> **Objective**
Reproduce each of the following rows word for word, without changing a single character. Omit the pictures from your copy.

> **Supplied data**
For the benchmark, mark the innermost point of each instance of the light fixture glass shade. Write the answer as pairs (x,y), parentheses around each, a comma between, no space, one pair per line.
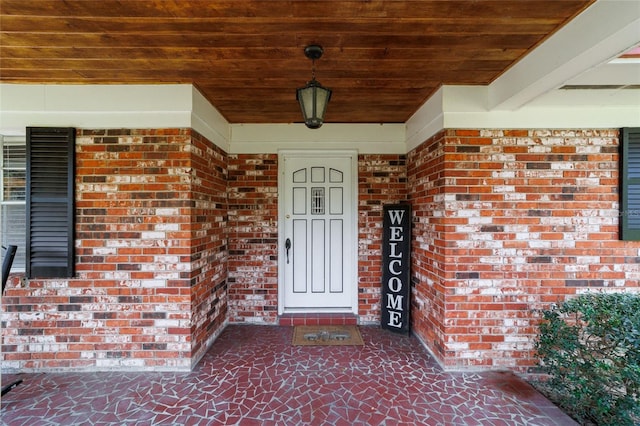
(313,99)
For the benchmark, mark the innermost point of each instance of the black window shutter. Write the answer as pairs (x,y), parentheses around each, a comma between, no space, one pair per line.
(50,202)
(630,184)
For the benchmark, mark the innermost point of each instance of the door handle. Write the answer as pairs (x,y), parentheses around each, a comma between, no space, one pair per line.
(287,246)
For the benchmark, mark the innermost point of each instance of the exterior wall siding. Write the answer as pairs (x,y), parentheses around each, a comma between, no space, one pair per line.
(507,223)
(175,238)
(149,291)
(253,238)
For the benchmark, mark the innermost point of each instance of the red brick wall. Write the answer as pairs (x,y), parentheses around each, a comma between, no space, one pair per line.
(426,188)
(253,238)
(209,243)
(150,255)
(382,179)
(507,222)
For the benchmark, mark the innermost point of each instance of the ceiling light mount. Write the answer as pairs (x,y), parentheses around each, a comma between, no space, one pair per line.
(313,98)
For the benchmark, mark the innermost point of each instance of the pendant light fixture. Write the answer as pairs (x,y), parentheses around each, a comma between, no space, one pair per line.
(313,97)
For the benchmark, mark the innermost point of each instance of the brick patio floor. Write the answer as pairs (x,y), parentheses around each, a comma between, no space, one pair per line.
(253,376)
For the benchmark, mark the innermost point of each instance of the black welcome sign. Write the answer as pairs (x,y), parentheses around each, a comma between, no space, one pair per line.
(396,258)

> **Final result**
For the benchmark, mark the innermost point of each instance of the light fixture glass shade. Write the answer as pairs (x,y), parentheses around each, a comma between, no space, one pair per line.
(313,99)
For the benchmark, mark the innermost point of each instance of the black window shutter. Write the answer as pairs (x,y), parentheses around each, a comma between, no space, one pair per line.
(50,202)
(630,184)
For the benchmark, mark the innermost point of each instance of the door handle. Write the answer as pairs (x,y), parentheses around each, a comma between, no space, one pair per line.
(287,246)
For the benchmark, mark the innermost point of each instance of the exterior wall siding. Write the answer as pairs (x,y), parentheses around each, a comma between, no space, one pair per line.
(507,223)
(175,238)
(149,291)
(253,238)
For the benchmark, mark the innermost point of each instance of the red brick wall. Write the answer as pairs (x,y), parentheses around each, a comma between, no space, one pair per line.
(426,188)
(253,238)
(209,243)
(150,255)
(382,179)
(507,222)
For the benchmark, mark the innermost point of each instance of the ceiling light mount. Write the answer as pairs (x,y), parentheses around each, a comma between, no space, one pair per line.
(313,98)
For the benchmark, mark the innermost point of each instance of the pendant light fixture. Write the answer as pairs (x,y), parentheses around each, a comma between, no space, one pair per line.
(313,97)
For the benchmark, mark the innermost point of each instance of the brick patio floor. Write the answer as pairs (x,y), parentheses around each, a comma between, no space, one pair per line.
(253,376)
For the benchmark, mark the innermost point of each instance of the black welcome sign. Write the answer as pairs (x,y), parentheses around each, a comma between, no space, one pair per line.
(396,258)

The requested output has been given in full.